▸ **To do**:
Return exactly the span of lines that opens with the line containing "Exercise. Mark the water" and closes with the last line of the data, inclusive.
--- --- ---
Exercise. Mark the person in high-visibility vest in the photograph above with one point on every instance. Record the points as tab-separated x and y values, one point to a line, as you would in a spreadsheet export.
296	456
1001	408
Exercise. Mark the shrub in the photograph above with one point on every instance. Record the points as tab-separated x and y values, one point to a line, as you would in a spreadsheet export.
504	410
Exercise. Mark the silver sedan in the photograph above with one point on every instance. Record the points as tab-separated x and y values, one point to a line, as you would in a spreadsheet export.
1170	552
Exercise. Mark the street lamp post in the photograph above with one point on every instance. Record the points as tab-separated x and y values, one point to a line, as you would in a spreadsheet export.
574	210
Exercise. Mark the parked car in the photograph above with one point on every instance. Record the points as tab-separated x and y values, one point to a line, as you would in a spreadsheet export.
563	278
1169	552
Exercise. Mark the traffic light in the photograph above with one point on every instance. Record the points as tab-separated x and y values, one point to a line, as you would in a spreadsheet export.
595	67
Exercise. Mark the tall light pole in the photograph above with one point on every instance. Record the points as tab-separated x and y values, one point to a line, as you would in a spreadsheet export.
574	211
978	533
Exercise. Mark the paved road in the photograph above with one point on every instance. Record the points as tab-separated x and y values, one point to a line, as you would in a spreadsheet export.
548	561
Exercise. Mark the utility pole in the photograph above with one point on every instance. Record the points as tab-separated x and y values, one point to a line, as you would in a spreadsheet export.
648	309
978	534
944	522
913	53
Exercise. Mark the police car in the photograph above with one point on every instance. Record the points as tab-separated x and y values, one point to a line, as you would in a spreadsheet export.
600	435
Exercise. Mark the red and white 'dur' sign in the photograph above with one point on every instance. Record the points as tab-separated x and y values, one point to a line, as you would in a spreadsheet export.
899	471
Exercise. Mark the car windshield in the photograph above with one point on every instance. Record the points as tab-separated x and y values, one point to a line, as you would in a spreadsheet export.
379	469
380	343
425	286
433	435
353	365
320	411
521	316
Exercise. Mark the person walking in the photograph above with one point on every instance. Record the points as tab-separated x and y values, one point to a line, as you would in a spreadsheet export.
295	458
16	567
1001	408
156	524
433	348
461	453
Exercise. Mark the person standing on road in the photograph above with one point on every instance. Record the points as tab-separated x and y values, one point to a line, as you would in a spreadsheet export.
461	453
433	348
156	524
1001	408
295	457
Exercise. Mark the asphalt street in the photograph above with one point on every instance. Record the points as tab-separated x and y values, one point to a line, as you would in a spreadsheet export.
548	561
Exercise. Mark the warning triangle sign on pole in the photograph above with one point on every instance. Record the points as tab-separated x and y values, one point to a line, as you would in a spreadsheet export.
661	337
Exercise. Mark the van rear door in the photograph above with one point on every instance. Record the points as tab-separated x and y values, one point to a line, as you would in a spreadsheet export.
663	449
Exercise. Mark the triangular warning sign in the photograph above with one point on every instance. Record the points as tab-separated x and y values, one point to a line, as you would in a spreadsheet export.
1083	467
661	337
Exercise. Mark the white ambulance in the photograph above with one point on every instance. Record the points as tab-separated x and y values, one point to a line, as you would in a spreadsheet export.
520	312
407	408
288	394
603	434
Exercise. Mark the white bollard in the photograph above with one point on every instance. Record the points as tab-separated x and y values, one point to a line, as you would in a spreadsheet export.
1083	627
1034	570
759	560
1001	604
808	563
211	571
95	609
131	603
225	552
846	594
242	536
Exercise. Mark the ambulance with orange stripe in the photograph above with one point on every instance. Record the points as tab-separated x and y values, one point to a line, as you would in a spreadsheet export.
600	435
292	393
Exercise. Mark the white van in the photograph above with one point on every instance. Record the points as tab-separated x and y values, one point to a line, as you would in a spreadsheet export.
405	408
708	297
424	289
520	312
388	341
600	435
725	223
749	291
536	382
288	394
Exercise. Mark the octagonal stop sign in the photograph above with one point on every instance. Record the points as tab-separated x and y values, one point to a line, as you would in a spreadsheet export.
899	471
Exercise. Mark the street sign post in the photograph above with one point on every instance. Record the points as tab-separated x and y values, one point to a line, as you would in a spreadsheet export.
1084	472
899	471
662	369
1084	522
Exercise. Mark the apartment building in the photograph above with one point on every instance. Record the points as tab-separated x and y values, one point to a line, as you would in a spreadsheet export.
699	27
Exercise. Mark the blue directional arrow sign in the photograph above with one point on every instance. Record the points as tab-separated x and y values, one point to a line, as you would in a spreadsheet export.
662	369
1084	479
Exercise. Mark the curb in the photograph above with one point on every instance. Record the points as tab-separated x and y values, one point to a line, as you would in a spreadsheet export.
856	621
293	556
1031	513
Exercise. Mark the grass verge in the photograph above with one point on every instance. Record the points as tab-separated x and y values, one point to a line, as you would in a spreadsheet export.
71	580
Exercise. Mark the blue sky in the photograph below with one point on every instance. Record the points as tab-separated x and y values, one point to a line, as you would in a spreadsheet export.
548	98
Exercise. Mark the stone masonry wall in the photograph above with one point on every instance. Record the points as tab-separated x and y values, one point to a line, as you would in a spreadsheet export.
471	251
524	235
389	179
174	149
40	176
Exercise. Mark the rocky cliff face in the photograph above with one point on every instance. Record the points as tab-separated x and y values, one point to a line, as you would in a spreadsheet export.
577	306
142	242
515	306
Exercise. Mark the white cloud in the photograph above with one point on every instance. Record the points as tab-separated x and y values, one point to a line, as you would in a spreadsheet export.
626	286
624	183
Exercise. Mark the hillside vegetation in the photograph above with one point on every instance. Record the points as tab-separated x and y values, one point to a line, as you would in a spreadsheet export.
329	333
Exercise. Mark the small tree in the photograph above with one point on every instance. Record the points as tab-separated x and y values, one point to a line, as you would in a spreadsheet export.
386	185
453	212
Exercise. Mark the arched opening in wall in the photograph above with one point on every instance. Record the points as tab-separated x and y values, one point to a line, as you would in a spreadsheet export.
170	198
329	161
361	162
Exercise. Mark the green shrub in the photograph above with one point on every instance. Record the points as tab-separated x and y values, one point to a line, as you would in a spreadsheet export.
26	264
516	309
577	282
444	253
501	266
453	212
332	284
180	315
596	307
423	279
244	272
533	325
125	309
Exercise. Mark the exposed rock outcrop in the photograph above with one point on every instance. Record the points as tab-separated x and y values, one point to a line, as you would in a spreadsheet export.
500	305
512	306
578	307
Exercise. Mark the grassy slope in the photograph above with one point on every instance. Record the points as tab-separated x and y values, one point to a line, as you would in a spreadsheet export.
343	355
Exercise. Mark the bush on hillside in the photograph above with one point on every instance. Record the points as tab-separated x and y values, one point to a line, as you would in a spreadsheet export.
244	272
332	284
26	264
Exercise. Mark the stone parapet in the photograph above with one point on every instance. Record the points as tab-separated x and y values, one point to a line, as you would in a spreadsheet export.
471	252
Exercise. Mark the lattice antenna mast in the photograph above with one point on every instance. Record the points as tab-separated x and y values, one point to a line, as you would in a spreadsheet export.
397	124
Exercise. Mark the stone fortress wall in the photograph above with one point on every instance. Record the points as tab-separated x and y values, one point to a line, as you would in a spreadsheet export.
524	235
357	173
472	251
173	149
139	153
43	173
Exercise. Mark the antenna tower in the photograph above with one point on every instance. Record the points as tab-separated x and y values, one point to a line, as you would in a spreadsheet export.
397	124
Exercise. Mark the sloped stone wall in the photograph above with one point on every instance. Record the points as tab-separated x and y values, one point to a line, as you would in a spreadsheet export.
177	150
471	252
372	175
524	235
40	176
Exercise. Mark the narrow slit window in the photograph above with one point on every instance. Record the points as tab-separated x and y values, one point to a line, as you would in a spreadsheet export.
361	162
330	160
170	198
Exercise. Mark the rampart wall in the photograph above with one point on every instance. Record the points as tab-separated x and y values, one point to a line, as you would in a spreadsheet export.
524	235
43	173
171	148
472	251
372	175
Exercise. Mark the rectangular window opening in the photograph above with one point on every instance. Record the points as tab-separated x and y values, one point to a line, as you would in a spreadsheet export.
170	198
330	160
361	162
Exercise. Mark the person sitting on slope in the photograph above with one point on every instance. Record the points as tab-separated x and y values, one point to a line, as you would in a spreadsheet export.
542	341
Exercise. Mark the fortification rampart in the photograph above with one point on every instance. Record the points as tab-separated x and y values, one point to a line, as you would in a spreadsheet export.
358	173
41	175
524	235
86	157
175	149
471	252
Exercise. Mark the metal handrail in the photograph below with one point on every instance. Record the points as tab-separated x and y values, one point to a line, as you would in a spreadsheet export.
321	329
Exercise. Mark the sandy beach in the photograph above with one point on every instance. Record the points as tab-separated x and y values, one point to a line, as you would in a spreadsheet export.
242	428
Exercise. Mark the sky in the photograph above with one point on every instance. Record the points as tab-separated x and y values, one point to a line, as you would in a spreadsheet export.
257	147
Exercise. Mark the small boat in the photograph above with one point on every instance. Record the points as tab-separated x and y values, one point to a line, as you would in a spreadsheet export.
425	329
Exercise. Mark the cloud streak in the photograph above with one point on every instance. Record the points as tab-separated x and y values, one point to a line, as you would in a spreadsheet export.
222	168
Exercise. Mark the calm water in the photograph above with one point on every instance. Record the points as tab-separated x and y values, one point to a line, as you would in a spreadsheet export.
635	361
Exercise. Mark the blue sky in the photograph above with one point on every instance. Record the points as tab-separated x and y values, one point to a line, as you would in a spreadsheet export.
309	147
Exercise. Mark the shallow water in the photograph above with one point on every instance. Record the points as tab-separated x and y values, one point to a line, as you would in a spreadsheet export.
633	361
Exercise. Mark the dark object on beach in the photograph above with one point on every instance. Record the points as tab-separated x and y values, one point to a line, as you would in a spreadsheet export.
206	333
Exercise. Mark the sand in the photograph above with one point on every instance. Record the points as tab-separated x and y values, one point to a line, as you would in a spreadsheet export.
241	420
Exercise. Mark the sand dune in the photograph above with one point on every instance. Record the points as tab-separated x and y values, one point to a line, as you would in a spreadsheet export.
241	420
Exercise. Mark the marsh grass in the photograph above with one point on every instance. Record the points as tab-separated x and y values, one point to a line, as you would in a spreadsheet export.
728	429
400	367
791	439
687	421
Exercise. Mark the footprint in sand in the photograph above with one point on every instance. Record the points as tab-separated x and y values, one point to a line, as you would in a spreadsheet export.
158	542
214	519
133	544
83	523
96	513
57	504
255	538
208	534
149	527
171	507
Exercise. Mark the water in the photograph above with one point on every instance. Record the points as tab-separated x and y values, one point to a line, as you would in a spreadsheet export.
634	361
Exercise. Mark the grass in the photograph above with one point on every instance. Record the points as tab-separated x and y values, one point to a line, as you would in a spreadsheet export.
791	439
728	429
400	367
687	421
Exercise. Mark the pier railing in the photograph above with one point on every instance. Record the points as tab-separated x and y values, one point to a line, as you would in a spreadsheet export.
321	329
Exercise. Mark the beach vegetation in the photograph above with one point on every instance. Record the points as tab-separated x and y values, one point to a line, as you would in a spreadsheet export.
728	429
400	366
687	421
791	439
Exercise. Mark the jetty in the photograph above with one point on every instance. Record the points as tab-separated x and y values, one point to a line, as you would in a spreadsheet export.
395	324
--- --- ---
▸ **Task answer**:
Exercise. Mark the water in the photograph above with one point on every instance. Record the points as tab-separated x and y values, one point to a line, as you would in a spreadsheet export.
634	361
Exercise. Mark the grass in the photograph above with one point on every instance. Record the points as tab-separated x and y values, one point to a line, as you would in a spreadsheet export.
791	439
728	429
400	367
687	421
Exercise. Mark the pier railing in the photograph above with one point on every instance. Record the points as tab-separated x and y values, one point to a line, as you would in a spreadsheet export.
321	329
Exercise. Mark the beach vegetation in the photograph above with one point on every instance. Record the points as tab-separated x and y values, one point to a line, as you would in a spreadsheet export.
728	429
400	366
687	421
791	439
Exercise. Mark the jetty in the photograph above with one point on every instance. Record the points as tab-separated x and y values, one point to a line, as you would in a spreadsheet export.
395	324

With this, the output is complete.